** WORK ITEM **
In the records below, find the line with "If you could tag the stainless steel faucet" and the line with "If you could tag the stool". Print both exactly, along with every line between them, and no other line.

Stored data
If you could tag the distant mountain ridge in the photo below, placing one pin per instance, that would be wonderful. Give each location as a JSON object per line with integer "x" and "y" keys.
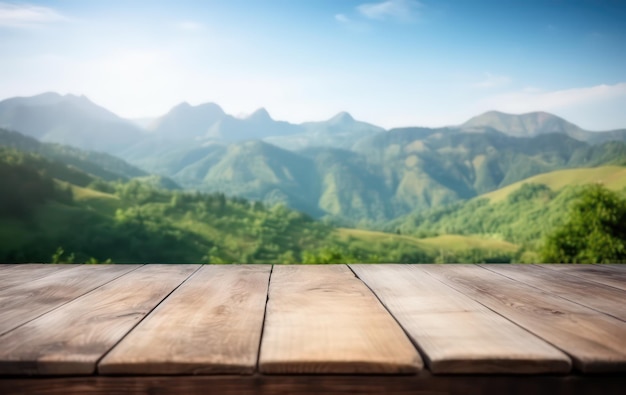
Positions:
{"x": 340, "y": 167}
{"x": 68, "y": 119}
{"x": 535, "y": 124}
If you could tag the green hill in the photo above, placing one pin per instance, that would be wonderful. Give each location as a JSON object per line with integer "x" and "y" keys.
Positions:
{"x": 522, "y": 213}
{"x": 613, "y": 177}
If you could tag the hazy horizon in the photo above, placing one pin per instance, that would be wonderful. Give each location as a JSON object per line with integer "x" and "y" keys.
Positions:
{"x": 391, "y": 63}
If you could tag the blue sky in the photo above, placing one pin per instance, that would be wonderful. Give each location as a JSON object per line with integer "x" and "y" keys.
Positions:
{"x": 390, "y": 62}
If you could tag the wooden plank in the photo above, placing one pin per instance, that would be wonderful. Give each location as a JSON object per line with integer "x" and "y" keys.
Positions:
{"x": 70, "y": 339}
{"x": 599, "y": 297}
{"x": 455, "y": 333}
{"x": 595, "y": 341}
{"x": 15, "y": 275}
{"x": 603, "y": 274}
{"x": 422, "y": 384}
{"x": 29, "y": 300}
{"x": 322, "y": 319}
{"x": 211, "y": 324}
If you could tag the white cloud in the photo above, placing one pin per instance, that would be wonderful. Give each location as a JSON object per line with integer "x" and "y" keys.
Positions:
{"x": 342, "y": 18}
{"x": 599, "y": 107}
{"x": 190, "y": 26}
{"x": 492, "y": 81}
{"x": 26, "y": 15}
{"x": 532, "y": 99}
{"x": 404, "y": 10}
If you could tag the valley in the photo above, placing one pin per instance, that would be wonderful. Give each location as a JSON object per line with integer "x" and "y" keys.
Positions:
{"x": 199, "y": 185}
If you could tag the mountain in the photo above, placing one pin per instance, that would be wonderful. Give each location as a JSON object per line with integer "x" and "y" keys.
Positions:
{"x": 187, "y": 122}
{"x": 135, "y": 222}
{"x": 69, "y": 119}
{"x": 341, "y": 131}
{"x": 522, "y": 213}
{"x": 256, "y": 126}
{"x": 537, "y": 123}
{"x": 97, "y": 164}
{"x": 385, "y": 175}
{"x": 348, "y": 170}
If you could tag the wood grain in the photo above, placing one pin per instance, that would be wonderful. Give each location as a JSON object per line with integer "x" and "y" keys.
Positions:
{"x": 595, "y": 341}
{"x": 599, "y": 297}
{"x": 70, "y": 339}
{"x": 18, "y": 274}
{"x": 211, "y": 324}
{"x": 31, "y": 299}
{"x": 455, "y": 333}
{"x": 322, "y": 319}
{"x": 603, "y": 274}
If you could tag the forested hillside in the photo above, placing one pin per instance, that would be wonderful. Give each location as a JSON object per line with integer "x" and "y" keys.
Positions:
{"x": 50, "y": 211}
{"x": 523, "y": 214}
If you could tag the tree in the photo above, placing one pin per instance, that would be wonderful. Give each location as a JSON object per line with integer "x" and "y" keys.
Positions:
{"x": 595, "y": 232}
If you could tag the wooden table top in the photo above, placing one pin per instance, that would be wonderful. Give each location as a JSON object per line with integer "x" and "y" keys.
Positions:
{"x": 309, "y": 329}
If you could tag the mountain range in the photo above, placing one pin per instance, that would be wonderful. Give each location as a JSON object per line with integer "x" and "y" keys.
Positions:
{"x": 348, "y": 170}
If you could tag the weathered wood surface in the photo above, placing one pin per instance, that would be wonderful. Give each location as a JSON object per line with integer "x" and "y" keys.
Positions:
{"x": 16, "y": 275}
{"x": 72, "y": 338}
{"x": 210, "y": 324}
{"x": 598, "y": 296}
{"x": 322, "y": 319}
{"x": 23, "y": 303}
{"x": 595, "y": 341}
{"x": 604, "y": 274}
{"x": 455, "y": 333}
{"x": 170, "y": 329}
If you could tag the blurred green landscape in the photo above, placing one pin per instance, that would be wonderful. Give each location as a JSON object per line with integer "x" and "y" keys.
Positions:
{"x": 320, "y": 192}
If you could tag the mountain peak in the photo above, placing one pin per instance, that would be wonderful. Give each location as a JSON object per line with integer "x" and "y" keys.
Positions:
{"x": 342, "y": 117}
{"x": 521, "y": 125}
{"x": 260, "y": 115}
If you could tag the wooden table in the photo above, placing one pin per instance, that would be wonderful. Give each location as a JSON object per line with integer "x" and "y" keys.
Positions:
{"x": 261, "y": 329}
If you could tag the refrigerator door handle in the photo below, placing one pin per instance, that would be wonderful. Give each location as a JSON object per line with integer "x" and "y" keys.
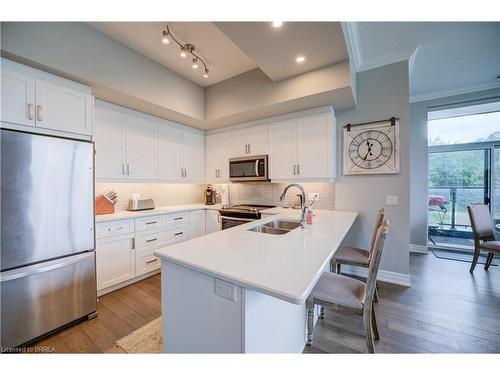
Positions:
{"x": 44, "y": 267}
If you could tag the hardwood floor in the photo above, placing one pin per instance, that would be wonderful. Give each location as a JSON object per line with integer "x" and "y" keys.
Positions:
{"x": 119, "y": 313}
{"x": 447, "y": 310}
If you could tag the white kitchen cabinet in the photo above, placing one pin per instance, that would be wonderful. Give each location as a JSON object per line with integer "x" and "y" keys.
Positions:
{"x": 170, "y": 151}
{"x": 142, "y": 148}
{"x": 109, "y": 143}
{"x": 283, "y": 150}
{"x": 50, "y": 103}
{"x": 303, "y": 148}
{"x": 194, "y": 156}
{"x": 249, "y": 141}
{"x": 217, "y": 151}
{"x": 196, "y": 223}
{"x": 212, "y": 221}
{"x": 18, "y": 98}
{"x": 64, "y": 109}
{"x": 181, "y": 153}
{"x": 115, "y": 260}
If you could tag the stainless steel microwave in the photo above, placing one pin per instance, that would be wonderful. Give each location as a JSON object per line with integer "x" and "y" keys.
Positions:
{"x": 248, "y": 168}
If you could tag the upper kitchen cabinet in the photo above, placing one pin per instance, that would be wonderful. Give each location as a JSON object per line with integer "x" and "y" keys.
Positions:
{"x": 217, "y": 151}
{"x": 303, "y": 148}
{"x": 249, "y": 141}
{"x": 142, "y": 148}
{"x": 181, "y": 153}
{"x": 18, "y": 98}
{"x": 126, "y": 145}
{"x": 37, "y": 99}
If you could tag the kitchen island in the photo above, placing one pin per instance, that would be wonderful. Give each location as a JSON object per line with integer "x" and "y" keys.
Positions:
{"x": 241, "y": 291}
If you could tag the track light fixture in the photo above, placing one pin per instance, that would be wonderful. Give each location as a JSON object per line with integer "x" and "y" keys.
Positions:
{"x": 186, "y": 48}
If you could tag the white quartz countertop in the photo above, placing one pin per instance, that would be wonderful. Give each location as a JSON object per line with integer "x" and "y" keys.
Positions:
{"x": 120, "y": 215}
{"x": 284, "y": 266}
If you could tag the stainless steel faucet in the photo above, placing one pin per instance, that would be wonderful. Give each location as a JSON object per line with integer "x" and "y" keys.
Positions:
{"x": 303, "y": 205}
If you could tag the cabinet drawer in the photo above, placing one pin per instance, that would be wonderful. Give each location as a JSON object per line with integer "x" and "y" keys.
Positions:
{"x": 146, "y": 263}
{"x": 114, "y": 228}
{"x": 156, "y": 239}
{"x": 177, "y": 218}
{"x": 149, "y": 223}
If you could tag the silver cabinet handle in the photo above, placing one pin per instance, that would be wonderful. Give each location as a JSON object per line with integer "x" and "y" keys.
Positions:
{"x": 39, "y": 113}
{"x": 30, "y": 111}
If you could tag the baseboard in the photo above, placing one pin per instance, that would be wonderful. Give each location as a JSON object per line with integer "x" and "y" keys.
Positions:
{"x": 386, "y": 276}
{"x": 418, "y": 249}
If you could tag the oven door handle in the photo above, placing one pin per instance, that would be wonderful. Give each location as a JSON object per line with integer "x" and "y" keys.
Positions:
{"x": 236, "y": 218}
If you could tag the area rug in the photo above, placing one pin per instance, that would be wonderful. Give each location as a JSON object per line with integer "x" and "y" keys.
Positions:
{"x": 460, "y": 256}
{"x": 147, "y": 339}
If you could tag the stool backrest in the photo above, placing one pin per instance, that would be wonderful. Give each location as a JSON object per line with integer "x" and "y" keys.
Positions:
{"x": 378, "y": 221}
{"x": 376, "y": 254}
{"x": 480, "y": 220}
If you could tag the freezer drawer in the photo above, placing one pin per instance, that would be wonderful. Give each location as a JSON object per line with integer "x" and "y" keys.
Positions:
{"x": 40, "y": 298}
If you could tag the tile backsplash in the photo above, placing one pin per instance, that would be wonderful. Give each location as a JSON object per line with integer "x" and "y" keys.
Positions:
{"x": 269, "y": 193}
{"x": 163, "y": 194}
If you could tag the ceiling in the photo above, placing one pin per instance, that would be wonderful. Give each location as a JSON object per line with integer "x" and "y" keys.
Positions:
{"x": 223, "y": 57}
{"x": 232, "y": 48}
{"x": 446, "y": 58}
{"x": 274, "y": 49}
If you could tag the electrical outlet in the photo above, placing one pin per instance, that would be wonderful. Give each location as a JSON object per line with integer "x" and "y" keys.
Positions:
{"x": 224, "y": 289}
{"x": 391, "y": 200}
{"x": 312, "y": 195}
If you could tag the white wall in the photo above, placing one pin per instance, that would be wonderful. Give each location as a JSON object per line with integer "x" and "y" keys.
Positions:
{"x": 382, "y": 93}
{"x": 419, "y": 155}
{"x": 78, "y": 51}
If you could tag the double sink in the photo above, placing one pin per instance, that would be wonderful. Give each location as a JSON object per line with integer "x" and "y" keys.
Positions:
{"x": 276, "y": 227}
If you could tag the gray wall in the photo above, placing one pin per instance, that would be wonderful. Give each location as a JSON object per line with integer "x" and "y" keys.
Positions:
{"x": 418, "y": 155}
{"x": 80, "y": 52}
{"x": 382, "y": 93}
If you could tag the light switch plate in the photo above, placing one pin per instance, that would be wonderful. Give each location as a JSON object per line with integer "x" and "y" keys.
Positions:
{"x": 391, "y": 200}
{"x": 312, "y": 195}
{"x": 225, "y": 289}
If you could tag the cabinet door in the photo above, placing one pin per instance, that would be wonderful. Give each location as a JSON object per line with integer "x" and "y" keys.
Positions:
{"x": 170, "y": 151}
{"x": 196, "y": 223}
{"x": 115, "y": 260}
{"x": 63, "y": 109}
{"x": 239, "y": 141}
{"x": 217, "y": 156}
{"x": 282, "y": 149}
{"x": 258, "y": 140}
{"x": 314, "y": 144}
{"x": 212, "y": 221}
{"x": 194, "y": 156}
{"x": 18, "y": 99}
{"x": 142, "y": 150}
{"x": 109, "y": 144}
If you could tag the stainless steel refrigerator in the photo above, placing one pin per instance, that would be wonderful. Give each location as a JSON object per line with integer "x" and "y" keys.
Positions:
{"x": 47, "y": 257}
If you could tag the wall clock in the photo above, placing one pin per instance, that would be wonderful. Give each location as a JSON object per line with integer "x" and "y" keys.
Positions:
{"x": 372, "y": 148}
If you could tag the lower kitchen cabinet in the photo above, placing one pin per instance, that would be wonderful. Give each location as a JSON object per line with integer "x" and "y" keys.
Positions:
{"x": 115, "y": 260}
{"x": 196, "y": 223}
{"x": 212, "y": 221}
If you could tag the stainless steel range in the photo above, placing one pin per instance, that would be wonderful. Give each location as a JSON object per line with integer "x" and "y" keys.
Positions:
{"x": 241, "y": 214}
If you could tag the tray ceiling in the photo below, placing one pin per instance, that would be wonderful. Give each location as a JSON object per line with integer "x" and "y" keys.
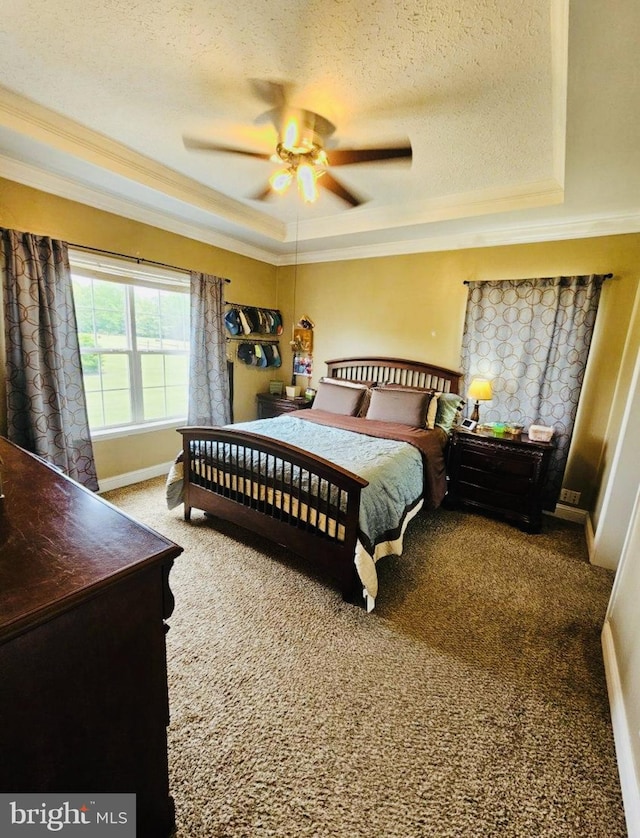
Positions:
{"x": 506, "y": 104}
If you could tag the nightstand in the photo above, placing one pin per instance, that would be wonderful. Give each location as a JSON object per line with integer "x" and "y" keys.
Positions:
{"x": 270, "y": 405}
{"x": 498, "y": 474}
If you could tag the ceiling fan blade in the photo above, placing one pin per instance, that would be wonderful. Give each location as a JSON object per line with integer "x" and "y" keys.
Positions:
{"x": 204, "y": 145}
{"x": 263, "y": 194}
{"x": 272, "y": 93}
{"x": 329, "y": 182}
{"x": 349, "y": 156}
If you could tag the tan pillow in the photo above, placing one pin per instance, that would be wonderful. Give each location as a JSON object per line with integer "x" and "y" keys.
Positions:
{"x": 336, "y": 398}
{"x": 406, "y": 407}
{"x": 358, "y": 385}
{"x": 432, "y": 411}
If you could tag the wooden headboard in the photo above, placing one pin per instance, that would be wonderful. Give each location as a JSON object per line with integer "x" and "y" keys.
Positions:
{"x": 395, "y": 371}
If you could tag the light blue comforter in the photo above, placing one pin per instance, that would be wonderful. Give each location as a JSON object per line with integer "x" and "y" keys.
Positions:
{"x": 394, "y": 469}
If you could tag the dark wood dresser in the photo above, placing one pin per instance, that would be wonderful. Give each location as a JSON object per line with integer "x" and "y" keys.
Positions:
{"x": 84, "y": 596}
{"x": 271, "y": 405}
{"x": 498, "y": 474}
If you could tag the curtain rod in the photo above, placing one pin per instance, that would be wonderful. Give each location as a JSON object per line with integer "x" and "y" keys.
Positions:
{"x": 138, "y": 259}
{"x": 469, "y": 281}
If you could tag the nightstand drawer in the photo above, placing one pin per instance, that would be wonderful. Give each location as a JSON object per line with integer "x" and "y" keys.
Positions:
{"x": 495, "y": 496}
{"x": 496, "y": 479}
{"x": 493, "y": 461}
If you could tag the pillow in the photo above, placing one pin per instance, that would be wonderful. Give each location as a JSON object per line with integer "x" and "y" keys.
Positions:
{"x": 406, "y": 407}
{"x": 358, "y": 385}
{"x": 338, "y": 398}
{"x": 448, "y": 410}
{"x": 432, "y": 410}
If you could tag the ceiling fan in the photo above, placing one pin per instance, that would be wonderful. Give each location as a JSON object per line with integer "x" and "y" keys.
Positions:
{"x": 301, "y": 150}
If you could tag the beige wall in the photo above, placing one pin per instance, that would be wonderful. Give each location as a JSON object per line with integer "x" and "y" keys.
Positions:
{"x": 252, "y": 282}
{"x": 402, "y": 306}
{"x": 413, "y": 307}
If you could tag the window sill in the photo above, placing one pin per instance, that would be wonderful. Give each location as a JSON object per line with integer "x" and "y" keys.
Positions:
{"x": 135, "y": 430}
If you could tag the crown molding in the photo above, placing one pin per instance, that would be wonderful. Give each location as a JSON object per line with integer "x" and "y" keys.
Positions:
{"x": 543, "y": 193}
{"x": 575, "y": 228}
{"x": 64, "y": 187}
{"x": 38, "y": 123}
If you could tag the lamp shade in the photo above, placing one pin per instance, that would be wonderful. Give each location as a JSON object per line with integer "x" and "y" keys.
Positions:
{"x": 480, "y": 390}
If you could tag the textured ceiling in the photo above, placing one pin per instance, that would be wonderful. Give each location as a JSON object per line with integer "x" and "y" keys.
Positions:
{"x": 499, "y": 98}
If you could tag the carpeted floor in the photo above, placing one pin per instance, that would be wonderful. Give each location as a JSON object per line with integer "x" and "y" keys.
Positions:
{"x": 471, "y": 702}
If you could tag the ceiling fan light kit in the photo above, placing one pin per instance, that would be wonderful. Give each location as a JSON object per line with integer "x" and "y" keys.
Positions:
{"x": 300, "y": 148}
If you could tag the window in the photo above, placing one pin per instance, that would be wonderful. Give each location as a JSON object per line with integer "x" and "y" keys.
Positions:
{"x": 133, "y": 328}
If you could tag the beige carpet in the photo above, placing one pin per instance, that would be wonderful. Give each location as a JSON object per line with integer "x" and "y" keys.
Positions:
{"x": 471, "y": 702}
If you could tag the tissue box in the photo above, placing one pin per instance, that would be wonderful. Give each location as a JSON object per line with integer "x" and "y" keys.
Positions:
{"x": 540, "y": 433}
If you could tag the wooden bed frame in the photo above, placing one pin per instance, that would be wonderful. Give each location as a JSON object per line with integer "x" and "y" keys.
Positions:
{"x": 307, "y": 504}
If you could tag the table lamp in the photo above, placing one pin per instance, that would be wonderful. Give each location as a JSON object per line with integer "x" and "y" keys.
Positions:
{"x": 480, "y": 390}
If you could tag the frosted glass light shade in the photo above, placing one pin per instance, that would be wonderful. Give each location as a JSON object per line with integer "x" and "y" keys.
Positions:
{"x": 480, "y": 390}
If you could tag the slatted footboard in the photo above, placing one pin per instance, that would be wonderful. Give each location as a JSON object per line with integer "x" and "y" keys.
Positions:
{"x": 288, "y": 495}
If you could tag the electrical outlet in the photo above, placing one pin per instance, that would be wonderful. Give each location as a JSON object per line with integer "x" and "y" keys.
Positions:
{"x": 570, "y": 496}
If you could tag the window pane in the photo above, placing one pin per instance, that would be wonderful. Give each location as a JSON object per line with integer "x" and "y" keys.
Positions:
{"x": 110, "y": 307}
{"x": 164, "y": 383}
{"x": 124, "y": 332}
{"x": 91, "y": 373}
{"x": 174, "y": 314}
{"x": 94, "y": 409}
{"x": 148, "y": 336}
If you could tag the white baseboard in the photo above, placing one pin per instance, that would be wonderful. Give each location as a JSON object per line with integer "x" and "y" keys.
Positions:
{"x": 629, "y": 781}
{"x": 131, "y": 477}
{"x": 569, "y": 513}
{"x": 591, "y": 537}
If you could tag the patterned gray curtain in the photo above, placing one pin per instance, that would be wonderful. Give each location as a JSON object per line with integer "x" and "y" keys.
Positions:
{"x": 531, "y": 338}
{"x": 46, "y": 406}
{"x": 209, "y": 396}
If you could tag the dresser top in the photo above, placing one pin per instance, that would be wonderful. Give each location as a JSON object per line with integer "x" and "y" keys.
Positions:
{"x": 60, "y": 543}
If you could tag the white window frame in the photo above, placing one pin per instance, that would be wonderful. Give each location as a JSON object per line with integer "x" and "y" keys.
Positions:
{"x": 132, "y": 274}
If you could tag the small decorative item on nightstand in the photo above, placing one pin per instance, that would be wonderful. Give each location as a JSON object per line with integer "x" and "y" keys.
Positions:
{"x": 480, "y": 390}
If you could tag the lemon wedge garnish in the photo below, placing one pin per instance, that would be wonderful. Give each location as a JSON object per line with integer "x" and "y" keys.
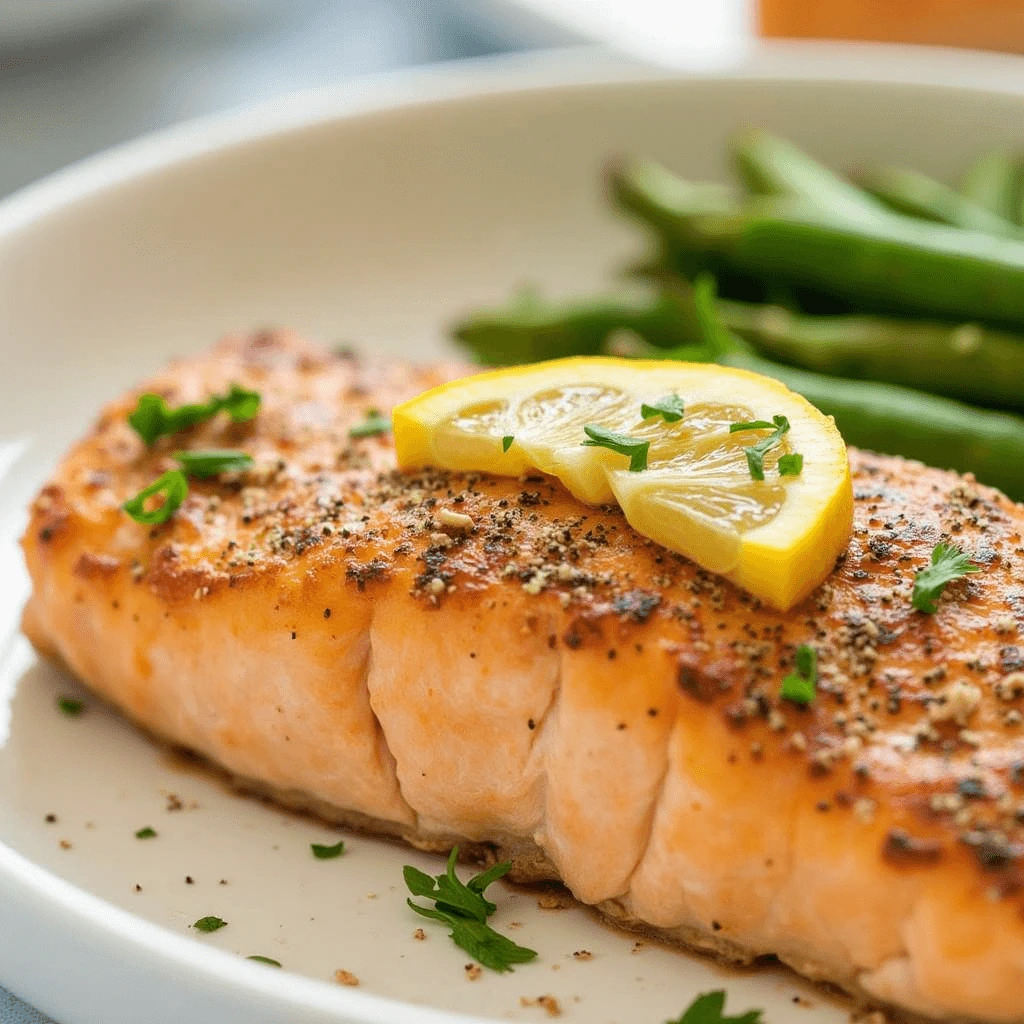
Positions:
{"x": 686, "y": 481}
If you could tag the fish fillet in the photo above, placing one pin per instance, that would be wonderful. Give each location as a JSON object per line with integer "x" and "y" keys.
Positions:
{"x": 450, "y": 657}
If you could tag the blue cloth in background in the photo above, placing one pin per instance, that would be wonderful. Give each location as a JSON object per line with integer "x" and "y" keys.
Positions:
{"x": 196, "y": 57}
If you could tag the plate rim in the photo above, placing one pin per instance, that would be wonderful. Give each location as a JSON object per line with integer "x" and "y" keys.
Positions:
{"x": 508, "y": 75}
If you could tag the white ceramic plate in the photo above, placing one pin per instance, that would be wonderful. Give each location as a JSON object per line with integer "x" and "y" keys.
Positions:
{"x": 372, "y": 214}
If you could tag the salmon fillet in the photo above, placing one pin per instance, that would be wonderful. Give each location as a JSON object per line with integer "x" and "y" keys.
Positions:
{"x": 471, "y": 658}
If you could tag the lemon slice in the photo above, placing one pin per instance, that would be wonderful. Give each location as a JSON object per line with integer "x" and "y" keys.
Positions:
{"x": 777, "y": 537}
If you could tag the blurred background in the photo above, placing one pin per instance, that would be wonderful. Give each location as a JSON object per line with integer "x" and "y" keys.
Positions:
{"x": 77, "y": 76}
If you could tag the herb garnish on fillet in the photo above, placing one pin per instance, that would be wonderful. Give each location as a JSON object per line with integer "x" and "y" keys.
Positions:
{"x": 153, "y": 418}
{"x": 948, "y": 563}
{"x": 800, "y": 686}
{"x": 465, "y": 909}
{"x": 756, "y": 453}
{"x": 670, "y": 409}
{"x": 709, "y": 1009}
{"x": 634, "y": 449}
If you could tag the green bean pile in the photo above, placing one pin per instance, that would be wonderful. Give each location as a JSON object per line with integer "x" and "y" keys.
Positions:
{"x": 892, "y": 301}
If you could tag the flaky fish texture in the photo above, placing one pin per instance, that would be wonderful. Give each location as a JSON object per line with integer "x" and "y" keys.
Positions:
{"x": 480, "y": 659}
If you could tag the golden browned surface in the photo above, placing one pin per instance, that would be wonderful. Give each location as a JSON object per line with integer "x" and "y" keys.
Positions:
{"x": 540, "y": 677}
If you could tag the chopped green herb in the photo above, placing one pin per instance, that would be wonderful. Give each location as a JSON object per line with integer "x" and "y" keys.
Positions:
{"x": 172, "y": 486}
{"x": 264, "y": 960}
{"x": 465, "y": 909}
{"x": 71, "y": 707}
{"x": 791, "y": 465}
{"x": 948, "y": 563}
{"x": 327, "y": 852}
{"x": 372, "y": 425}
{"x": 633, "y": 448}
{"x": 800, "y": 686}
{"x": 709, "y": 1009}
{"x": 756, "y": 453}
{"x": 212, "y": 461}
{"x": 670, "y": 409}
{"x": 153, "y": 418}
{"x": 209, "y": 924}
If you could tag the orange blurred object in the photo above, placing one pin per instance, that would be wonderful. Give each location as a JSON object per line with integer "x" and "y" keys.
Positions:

** ANSWER SECTION **
If you could tag the stainless steel faucet in the photo above, placing one pin per instance, that would be wonderful. Give each location as a JSON object per line with integer "x" and "y" keys.
Positions:
{"x": 303, "y": 205}
If you could tag the cabinet drawer in the photo above, placing one pin per instance, that would be wonderful. Give each location as a JSON object per line with integer "x" and "y" keys.
Positions:
{"x": 146, "y": 263}
{"x": 114, "y": 228}
{"x": 156, "y": 239}
{"x": 177, "y": 218}
{"x": 149, "y": 223}
If you could tag the silver cabinet handle in the photo above, placing one pin per instance, that would be wonderful. Give each location as a JSON object per line with integer "x" and "y" keys.
Positions:
{"x": 39, "y": 113}
{"x": 30, "y": 111}
If you could tag the baseboard in the photo above, placing one pin per instance, that would be wonderful. Give each location as a JSON object per line with integer "x" and "y" keys.
Positions:
{"x": 386, "y": 276}
{"x": 418, "y": 249}
If you could tag the oven door handle in the photo above, placing one pin per instance, that would be wonderful. Give each location as a JSON object per line with integer "x" and "y" keys.
Positions:
{"x": 236, "y": 218}
If you could tag the area rug in the photo above, placing one pin per instance, that would be wonderful. Give each location as a JSON object per line with integer "x" and "y" keys.
Positions:
{"x": 460, "y": 256}
{"x": 147, "y": 339}
If you could tag the stool backrest in the photo above, placing one pin per instance, that would be wonderful. Give each location as a JSON object per line with integer "x" and "y" keys.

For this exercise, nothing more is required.